Your objective:
All entries are to be given again verbatim.

### Extracted entries ###

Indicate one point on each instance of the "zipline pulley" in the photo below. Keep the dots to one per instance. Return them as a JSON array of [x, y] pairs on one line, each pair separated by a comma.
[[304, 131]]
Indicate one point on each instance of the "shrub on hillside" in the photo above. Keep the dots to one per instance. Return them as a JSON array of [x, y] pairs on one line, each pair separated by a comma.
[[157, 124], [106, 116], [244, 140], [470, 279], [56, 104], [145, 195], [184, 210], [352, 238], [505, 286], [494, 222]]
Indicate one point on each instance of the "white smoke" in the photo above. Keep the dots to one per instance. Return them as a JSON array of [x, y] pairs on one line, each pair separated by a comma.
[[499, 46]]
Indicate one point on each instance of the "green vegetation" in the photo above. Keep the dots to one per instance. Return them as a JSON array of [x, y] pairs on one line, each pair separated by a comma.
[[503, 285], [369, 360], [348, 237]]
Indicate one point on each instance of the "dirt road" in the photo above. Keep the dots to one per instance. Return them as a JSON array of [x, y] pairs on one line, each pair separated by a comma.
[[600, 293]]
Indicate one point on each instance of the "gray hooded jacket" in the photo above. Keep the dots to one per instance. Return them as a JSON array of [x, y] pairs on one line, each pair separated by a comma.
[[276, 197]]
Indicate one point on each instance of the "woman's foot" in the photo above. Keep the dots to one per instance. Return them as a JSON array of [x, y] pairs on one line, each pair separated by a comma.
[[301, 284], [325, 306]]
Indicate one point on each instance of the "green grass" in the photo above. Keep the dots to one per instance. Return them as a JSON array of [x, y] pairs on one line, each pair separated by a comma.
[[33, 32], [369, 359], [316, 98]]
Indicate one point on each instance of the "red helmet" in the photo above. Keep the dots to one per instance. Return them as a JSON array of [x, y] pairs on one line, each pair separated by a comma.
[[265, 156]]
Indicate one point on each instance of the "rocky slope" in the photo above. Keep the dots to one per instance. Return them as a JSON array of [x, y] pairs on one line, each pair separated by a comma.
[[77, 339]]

###

Output:
Indicate one point on each instance of the "zipline pulley" in the photo below. Keep the dots to one per instance. Return them as a JSON array of [x, y] pairs on one line, each pair separated by a comma.
[[304, 131]]
Indicate one point on each instance of the "shrub on hillside" in the photo above. Keep the dots to one per instance. Return them as a JSON array of [x, y] pairs on one line, each pair separated by a comma.
[[157, 124], [106, 116], [244, 140], [470, 279], [56, 104], [145, 195], [184, 210], [352, 238], [505, 286], [494, 222]]
Indicate one point on each instance of the "white smoke" in the photo above. Keep the dots to one per instance. Return them as a JSON array of [x, y] pairs on one line, each pair separated by a comma.
[[499, 46]]
Indicate one point on each instance of the "green vegetation" in the photo above. Keep the dots to one per instance. Return them as a JSON array of [x, y] pairs on one line, each pair separated by a comma.
[[503, 285], [369, 360], [348, 237]]
Indicate one point on each instance of the "dirt road" in the photo above. Keep the dots to one per instance. Return them as a JSON array of [x, y] pairs on one line, each pair separated by a comma.
[[600, 293]]
Indicate one point on each instance of the "gray hooded jacket" in the photo above. Keep the dots to one per instance. Return them as a JSON array of [x, y] pairs on one line, each pair separated by a comma.
[[276, 197]]
Indicate one point on each instance of the "woman's foot" in the photo above. Keep the dots to one per instance. Return them as a JSON array of [x, y] pairs on one line, each pair separated by a comma.
[[301, 284], [325, 306]]
Indicate one point on each instance of the "green grass" in the photo above. Keep the dots to one per instance. Return them as a JSON array of [x, y] pairs on one line, each pair separated by a comma.
[[33, 32], [369, 359], [316, 98]]
Indicate one point on each instance of the "red helmet" in the photo above. Keep the dots to one per instance. Return them as a JSON array of [x, y] pairs on one line, each pair separated by a comma.
[[265, 156]]
Indicate one point on each instance of the "rocky slope" in the photo above. Keep the dots to one per instance. Return them as a JSON array of [x, y] pairs on one line, each pair separated by a comma.
[[77, 339]]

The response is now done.